[Image-grounded pointing data]
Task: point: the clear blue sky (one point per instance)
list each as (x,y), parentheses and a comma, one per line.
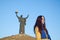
(9,24)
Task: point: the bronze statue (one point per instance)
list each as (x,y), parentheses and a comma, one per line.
(22,23)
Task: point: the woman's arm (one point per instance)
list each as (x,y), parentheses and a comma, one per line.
(38,35)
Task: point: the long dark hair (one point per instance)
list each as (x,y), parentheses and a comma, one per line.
(39,24)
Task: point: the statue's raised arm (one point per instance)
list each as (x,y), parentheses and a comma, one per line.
(27,16)
(16,14)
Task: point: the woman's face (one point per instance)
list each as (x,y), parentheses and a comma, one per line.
(42,20)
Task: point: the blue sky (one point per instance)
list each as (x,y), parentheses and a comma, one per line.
(9,24)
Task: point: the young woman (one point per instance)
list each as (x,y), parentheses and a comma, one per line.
(40,29)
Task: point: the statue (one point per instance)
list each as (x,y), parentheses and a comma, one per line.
(22,22)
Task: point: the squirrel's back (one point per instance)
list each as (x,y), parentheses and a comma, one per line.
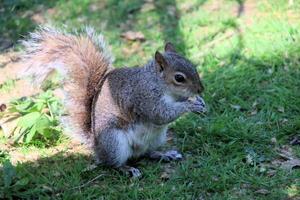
(82,59)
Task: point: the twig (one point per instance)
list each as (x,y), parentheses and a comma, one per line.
(87,183)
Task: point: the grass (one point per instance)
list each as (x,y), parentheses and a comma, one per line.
(249,62)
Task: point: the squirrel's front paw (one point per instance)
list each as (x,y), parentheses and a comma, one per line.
(172,155)
(131,171)
(197,105)
(165,156)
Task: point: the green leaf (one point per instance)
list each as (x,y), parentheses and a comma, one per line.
(29,119)
(30,134)
(22,182)
(23,107)
(42,123)
(9,172)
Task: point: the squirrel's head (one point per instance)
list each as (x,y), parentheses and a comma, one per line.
(179,73)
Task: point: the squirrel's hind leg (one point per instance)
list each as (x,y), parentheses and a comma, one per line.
(113,149)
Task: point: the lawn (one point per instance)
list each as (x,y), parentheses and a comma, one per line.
(246,147)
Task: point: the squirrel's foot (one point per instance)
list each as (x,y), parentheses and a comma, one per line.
(131,171)
(171,155)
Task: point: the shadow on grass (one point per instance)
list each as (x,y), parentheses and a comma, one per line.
(16,19)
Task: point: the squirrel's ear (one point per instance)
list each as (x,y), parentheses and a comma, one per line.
(160,60)
(169,47)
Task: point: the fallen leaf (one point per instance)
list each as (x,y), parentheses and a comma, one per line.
(254,112)
(148,6)
(273,140)
(90,168)
(271,173)
(281,109)
(262,191)
(236,107)
(295,140)
(168,170)
(3,107)
(285,152)
(291,164)
(133,36)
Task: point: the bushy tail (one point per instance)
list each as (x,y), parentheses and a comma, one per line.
(82,59)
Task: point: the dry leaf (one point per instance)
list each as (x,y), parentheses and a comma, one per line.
(262,191)
(254,112)
(273,140)
(295,140)
(133,36)
(168,171)
(236,107)
(281,109)
(90,168)
(290,164)
(3,107)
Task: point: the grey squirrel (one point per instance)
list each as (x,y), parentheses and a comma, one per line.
(121,113)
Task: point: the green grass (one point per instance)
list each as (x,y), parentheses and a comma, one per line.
(252,80)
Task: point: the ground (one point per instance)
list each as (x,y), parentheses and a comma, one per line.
(245,147)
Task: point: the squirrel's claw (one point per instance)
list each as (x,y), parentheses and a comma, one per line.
(131,171)
(171,155)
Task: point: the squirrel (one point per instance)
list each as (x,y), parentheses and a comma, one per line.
(122,113)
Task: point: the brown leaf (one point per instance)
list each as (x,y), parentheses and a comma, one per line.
(295,140)
(133,36)
(281,109)
(168,171)
(90,168)
(3,107)
(262,191)
(291,164)
(273,140)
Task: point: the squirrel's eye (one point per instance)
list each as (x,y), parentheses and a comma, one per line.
(179,78)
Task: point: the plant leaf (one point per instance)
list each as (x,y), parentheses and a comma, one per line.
(9,172)
(29,120)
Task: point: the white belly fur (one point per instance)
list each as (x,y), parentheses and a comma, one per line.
(146,137)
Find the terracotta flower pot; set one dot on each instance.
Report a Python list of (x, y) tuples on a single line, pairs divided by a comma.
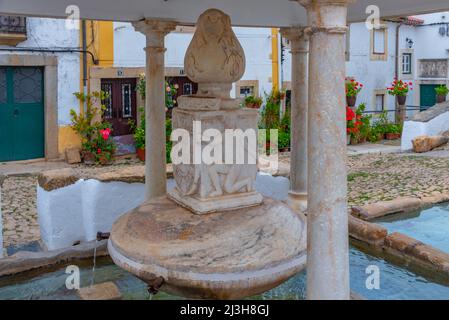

**WORK TO BE COMPLETED**:
Read the lines above. Gather those in which the string "leaf" is found.

**SOLVED PROBLEM**:
Task: point: the green leaf (one point per instance)
Task: point: the fallen leaf (one point per instance)
Task: point: the dry leaf (one point per instance)
Task: point: the brown leaf (one point per instance)
Task: point: the plant leaf (one point per instance)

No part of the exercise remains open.